### Records supplied
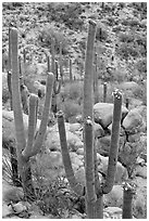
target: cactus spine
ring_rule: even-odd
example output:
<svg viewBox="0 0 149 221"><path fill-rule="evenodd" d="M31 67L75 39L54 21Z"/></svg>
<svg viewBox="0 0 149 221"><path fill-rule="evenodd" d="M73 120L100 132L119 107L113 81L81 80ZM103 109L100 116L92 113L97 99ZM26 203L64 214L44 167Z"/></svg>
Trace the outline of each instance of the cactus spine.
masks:
<svg viewBox="0 0 149 221"><path fill-rule="evenodd" d="M63 83L63 64L62 64L62 42L60 42L60 76Z"/></svg>
<svg viewBox="0 0 149 221"><path fill-rule="evenodd" d="M17 162L18 162L18 172L22 179L22 185L25 193L25 197L30 199L30 198L35 198L35 192L34 192L33 181L32 181L29 158L38 153L45 138L48 116L49 116L49 108L51 104L51 96L52 96L53 74L48 74L48 77L47 77L47 93L46 93L45 108L42 113L42 119L41 119L39 132L36 139L34 138L33 134L35 134L36 118L37 118L36 105L37 105L38 99L36 95L30 95L29 104L34 103L33 105L35 107L33 108L32 105L29 106L29 115L32 112L34 113L33 113L33 117L28 118L29 133L26 142L24 122L23 122L23 113L21 107L16 28L11 29L10 37L12 42L12 98L13 98L13 113L14 113L14 125L15 125L15 134L16 134L16 155L17 155ZM33 100L35 100L35 102L32 102ZM34 119L34 123L32 121L33 119ZM33 133L30 133L30 130L33 130Z"/></svg>
<svg viewBox="0 0 149 221"><path fill-rule="evenodd" d="M103 82L103 103L107 102L107 82Z"/></svg>
<svg viewBox="0 0 149 221"><path fill-rule="evenodd" d="M120 133L120 125L121 125L121 112L122 112L122 94L119 90L115 90L114 95L114 108L113 108L113 125L112 125L112 135L111 135L111 147L110 147L110 157L109 157L109 166L108 172L104 183L100 183L98 177L97 169L97 154L94 145L95 136L94 136L94 72L92 72L92 56L94 56L94 41L96 34L96 23L89 21L89 30L88 30L88 40L87 40L87 50L86 50L86 62L85 62L85 78L84 78L84 154L85 154L85 199L86 199L86 212L87 218L89 219L103 219L103 194L108 194L113 186L114 176L116 170L116 161L117 161L117 150L119 150L119 133ZM66 139L62 141L65 136L64 133L64 122L62 128L60 125L62 123L60 120L60 116L58 117L59 122L59 133L61 147L66 148ZM66 148L67 150L67 148ZM66 151L69 152L69 151ZM65 172L71 167L71 160L69 159L69 165L65 164L67 154L63 155L63 162ZM70 168L69 168L70 167ZM71 174L74 176L72 168ZM66 172L66 177L67 177ZM69 177L67 177L69 179ZM69 180L70 181L70 180ZM71 181L70 181L71 182ZM75 181L73 182L75 183ZM71 184L73 187L73 185ZM76 186L76 183L75 183ZM79 194L83 194L79 192Z"/></svg>
<svg viewBox="0 0 149 221"><path fill-rule="evenodd" d="M85 174L86 174L86 209L87 218L95 218L96 191L95 191L95 170L94 170L94 42L96 37L96 23L89 21L85 78L84 78L84 153L85 153ZM89 118L89 120L88 120ZM88 123L88 121L90 121ZM89 131L90 130L90 135ZM89 136L88 136L89 135ZM89 194L91 193L91 195Z"/></svg>
<svg viewBox="0 0 149 221"><path fill-rule="evenodd" d="M10 93L10 107L12 107L12 89L11 89L11 38L10 38L10 31L11 27L9 27L9 65L8 65L8 88L9 88L9 93Z"/></svg>
<svg viewBox="0 0 149 221"><path fill-rule="evenodd" d="M58 126L59 126L62 158L63 158L63 165L65 168L66 178L70 182L72 190L78 196L82 196L84 194L84 187L76 181L75 176L74 176L74 171L72 168L72 162L71 162L71 158L70 158L70 154L69 154L69 148L67 148L67 142L66 142L64 116L63 116L63 113L61 110L58 113Z"/></svg>
<svg viewBox="0 0 149 221"><path fill-rule="evenodd" d="M123 185L123 213L122 219L133 219L133 197L136 194L136 186L125 182Z"/></svg>
<svg viewBox="0 0 149 221"><path fill-rule="evenodd" d="M69 60L69 64L70 64L70 81L73 81L73 72L72 72L72 58Z"/></svg>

### Instructions for the task
Rewrite the entries with "cactus spine" changed to "thorn" everywhere it appears, keeping everything else the same and omitting the pictures.

### Problem solution
target: thorn
ring_rule: even-odd
example output:
<svg viewBox="0 0 149 221"><path fill-rule="evenodd" d="M31 67L75 39L54 21Z"/></svg>
<svg viewBox="0 0 149 221"><path fill-rule="evenodd" d="M73 120L100 132L119 107L113 81L81 80ZM103 109L100 116L92 113L97 99ZM26 203L64 214L44 167Z"/></svg>
Trace the outline of each instance of the thorn.
masks:
<svg viewBox="0 0 149 221"><path fill-rule="evenodd" d="M63 83L63 64L62 64L62 42L60 42L60 76Z"/></svg>
<svg viewBox="0 0 149 221"><path fill-rule="evenodd" d="M17 162L18 162L18 172L22 179L22 185L25 193L25 197L30 199L30 198L35 198L35 192L34 192L33 181L32 181L29 158L38 153L45 138L48 116L49 116L49 108L51 104L51 96L52 96L53 74L48 74L48 77L47 77L47 93L46 93L45 108L42 113L42 119L41 119L39 132L36 139L34 138L33 134L35 134L36 118L37 118L36 105L37 105L38 99L36 95L30 95L29 104L34 103L33 105L35 107L33 108L32 105L29 106L29 115L32 112L34 113L33 113L33 117L28 118L29 133L26 142L24 122L23 122L23 113L21 107L16 28L11 29L10 37L12 42L12 98L13 98L13 113L14 113L14 125L15 125L15 134L16 134L16 155L17 155ZM33 100L35 100L35 102L32 102ZM34 119L34 123L32 121L33 119ZM33 133L30 133L30 130L33 130Z"/></svg>
<svg viewBox="0 0 149 221"><path fill-rule="evenodd" d="M103 82L103 103L107 102L107 82Z"/></svg>
<svg viewBox="0 0 149 221"><path fill-rule="evenodd" d="M120 133L120 125L121 125L121 112L122 112L122 94L119 90L115 90L114 95L114 108L113 108L113 125L112 125L112 135L111 135L111 147L110 147L110 157L109 157L109 166L108 172L104 183L100 183L98 177L97 169L97 154L94 145L95 136L94 136L94 72L92 72L92 56L94 56L94 41L96 34L96 23L89 21L89 30L88 30L88 40L87 40L87 50L86 50L86 62L85 62L85 78L84 78L84 154L85 154L85 199L86 199L86 212L87 218L89 219L103 219L103 194L108 194L113 186L114 176L116 170L116 161L117 161L117 150L119 150L119 133ZM66 139L62 141L65 136L64 133L64 122L62 128L60 125L62 123L60 120L60 116L58 117L59 122L59 133L61 147L66 148ZM66 148L67 150L67 148ZM66 151L69 152L69 151ZM65 172L71 167L71 160L69 159L69 165L65 164L67 154L63 155L63 162ZM70 168L69 168L70 167ZM71 174L74 176L72 168ZM66 172L66 177L67 177ZM69 177L67 177L69 179ZM69 180L70 181L70 180ZM71 181L70 181L71 182ZM75 181L73 182L75 183ZM71 184L73 187L73 185ZM76 186L76 183L75 183ZM79 194L83 194L79 192Z"/></svg>
<svg viewBox="0 0 149 221"><path fill-rule="evenodd" d="M85 174L86 174L86 209L87 218L95 218L96 191L95 191L95 170L94 170L94 42L96 37L96 23L89 21L85 78L84 78L84 153L85 153ZM89 118L89 120L88 120ZM88 123L88 121L90 121ZM89 131L90 130L90 135ZM89 136L88 136L89 135ZM89 194L91 193L91 195Z"/></svg>
<svg viewBox="0 0 149 221"><path fill-rule="evenodd" d="M10 93L10 107L12 107L12 89L11 89L11 38L10 38L10 31L11 27L9 27L9 65L8 65L8 88L9 88L9 93Z"/></svg>
<svg viewBox="0 0 149 221"><path fill-rule="evenodd" d="M58 126L59 126L62 158L63 158L63 165L65 168L66 178L70 182L72 190L78 196L82 196L84 194L84 187L76 181L75 176L74 176L74 171L72 168L72 162L71 162L71 158L70 158L70 154L69 154L69 148L67 148L67 142L66 142L64 116L63 116L63 113L61 110L58 113Z"/></svg>
<svg viewBox="0 0 149 221"><path fill-rule="evenodd" d="M123 185L123 213L122 219L133 219L133 197L136 194L136 186L125 182Z"/></svg>
<svg viewBox="0 0 149 221"><path fill-rule="evenodd" d="M69 60L69 64L70 64L70 81L73 81L73 72L72 72L72 58Z"/></svg>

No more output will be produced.